• What is expected
Copy out exactly the lines from the first line of the material below through the line containing "box: [164, 251, 210, 271]", and nothing beyond them.

• Available data
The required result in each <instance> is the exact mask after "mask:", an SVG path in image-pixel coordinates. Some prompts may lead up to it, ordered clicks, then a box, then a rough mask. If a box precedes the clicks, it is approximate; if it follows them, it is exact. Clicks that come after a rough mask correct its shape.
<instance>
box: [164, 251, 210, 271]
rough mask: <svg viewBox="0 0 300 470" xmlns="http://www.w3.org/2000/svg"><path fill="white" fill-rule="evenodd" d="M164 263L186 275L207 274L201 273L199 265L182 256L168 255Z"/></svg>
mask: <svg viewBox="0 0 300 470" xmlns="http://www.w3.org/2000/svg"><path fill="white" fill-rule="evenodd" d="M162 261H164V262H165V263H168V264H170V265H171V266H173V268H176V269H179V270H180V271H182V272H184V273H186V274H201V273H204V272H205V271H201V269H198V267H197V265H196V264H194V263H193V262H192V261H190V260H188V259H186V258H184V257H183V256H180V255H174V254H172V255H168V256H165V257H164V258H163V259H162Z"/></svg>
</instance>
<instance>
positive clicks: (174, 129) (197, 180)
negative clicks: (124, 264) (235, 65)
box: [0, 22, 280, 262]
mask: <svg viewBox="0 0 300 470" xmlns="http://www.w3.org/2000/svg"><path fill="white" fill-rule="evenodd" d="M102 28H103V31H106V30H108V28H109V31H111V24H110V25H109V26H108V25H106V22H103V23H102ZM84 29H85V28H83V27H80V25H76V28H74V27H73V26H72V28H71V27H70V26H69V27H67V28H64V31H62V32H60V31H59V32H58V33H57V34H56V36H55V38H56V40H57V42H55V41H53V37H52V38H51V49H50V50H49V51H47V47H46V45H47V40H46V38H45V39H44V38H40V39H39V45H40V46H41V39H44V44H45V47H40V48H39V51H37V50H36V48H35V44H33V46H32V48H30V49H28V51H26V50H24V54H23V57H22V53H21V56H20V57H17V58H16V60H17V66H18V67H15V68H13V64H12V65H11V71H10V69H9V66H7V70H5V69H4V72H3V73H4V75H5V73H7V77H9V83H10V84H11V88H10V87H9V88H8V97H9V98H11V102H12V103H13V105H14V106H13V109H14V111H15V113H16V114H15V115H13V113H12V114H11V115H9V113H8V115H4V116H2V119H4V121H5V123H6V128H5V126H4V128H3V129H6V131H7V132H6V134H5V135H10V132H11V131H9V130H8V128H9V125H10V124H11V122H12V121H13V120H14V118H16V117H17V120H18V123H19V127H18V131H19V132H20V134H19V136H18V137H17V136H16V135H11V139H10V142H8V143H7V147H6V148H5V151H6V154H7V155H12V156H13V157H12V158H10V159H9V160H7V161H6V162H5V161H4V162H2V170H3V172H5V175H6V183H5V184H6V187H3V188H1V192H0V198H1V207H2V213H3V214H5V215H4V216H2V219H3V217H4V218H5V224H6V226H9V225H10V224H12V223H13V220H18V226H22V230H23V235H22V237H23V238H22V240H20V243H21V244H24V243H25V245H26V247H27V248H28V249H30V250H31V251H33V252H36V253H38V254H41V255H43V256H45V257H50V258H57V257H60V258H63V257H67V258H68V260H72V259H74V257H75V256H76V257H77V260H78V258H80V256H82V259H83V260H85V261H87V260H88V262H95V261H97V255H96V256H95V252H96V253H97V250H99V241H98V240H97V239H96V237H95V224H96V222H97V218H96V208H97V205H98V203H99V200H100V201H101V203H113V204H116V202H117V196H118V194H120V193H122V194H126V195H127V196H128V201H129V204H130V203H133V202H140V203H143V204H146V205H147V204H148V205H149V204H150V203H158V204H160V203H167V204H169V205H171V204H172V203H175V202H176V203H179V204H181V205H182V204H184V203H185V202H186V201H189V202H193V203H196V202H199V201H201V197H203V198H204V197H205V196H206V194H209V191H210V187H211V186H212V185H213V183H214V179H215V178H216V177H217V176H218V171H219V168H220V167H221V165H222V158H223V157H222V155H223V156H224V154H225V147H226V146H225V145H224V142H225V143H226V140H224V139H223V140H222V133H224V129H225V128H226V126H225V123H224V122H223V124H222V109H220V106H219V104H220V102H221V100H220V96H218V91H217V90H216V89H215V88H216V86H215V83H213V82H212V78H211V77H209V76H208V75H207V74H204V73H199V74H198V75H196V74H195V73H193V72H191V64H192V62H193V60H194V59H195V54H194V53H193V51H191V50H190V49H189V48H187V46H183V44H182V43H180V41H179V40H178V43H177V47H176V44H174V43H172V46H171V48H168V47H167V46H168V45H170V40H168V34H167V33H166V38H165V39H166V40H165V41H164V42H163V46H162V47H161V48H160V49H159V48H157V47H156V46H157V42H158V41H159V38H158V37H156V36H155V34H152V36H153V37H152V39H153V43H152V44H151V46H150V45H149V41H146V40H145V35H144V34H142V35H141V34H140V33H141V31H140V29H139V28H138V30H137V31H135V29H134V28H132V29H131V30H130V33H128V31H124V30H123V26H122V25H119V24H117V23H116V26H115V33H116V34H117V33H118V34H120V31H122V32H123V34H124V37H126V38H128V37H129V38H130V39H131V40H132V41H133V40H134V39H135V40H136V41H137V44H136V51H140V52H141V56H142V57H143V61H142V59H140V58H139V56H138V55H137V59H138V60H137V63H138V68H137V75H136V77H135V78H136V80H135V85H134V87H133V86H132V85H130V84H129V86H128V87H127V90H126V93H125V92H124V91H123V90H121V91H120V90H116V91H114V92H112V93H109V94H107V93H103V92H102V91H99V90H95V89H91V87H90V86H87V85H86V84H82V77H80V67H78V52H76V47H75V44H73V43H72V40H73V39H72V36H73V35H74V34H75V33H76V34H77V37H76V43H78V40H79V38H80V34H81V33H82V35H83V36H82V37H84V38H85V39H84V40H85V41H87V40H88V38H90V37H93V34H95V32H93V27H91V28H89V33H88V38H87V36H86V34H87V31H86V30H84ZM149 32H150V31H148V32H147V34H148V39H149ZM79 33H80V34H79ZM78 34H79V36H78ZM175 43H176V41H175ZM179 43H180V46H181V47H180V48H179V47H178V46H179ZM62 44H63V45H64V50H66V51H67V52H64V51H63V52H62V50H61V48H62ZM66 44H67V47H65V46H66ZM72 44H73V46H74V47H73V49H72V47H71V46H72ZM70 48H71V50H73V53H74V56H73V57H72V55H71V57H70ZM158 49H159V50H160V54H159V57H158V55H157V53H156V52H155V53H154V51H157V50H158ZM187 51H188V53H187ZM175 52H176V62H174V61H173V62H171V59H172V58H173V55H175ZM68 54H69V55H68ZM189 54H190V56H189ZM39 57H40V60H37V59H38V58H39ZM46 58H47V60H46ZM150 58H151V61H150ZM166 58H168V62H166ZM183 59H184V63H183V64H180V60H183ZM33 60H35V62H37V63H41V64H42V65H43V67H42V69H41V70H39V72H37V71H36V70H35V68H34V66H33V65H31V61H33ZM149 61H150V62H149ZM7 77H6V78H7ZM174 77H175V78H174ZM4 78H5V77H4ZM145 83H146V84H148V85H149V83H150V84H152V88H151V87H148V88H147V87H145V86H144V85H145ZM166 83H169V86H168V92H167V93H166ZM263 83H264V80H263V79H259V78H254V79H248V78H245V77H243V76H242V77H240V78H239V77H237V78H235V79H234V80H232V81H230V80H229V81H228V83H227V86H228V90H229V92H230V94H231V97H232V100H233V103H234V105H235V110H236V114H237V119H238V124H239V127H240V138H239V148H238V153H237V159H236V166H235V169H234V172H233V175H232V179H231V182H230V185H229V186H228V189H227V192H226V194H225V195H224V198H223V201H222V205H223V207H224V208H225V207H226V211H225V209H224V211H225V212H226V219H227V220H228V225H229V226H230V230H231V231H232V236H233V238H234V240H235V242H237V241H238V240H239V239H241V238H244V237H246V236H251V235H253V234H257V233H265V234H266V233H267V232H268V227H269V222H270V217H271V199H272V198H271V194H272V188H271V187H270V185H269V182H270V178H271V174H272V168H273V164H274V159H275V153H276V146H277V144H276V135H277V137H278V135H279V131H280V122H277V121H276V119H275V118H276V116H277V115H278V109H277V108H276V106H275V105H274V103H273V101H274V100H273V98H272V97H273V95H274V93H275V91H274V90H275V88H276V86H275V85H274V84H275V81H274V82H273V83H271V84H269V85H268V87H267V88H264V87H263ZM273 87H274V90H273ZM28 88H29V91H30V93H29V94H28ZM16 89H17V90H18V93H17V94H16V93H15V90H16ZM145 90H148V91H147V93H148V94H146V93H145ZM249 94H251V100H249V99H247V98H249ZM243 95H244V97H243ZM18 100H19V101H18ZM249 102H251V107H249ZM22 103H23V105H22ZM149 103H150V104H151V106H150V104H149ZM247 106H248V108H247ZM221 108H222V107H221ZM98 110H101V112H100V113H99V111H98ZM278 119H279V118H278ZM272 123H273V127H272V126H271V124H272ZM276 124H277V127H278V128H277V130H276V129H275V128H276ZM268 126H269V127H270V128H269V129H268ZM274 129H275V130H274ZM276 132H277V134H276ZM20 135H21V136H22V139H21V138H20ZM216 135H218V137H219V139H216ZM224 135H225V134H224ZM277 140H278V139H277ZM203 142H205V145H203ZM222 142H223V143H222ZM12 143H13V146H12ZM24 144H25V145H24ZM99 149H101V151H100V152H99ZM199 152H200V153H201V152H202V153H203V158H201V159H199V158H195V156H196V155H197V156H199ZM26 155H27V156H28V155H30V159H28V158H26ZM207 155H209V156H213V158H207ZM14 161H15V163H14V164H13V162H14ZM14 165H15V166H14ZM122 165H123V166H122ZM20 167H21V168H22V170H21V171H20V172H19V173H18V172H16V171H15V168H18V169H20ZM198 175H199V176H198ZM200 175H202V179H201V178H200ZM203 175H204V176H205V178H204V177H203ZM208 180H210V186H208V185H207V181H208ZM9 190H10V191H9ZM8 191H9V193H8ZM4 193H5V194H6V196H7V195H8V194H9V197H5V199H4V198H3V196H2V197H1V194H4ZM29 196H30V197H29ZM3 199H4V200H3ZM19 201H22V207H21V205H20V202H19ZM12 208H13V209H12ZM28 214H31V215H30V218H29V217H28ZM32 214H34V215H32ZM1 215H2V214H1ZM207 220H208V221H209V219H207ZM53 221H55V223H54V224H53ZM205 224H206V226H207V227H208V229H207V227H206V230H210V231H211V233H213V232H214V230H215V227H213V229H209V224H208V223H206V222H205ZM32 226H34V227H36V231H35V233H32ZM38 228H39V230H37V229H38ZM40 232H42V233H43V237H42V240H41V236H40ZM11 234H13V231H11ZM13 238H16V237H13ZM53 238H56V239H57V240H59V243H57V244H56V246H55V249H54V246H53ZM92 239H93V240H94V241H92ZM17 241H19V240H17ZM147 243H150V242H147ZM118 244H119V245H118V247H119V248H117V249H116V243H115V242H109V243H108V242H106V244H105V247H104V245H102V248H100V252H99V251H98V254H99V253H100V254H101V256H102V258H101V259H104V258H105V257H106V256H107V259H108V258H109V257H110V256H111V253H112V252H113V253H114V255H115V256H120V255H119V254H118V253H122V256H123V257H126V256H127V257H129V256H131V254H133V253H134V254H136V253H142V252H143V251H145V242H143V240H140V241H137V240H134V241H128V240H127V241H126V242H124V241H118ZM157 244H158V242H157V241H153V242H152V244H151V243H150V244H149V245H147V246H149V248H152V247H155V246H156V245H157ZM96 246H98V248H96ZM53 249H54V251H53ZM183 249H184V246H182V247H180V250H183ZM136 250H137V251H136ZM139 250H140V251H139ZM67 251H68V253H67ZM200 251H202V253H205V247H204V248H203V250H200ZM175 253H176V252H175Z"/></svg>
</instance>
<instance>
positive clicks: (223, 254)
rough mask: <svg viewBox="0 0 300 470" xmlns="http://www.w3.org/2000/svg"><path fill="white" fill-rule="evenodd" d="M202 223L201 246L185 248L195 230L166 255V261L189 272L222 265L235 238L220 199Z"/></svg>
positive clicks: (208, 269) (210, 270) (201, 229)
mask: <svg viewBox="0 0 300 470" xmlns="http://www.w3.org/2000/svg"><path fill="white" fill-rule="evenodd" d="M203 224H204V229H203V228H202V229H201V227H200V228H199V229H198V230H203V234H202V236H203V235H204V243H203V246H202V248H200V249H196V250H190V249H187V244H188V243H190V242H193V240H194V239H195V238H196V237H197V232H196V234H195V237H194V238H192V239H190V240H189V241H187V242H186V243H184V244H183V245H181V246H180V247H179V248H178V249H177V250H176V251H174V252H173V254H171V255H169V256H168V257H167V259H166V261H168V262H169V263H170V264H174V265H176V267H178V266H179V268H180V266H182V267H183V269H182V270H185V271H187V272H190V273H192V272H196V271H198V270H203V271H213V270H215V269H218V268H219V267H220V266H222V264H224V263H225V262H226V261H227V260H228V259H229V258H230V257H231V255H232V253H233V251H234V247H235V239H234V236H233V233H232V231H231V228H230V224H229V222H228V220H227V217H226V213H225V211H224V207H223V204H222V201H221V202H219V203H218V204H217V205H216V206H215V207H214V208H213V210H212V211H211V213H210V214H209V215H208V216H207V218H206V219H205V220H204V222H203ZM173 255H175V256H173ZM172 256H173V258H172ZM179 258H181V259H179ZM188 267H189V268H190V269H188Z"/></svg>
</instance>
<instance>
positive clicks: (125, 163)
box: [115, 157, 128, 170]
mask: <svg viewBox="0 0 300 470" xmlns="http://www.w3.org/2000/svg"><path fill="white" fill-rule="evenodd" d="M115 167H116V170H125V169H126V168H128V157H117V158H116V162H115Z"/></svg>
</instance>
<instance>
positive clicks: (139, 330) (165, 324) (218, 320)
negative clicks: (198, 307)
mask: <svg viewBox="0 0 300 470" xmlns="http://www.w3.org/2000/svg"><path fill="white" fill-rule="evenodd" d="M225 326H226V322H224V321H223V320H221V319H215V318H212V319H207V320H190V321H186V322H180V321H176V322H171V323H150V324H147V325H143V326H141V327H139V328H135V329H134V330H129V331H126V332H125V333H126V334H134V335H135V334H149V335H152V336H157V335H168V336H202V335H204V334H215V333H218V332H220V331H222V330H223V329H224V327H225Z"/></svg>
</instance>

• Solution to this exercise
The required result in each <instance> is the exact mask after "mask:", an SVG path in image-pixel coordinates. Some prompts may lead up to it, ordered clicks, then a box, then a rough mask. If a box precedes the clicks, it is approximate; if it follows them, it is exact. Clicks that come after a rough mask correct its shape.
<instance>
box: [164, 251, 210, 271]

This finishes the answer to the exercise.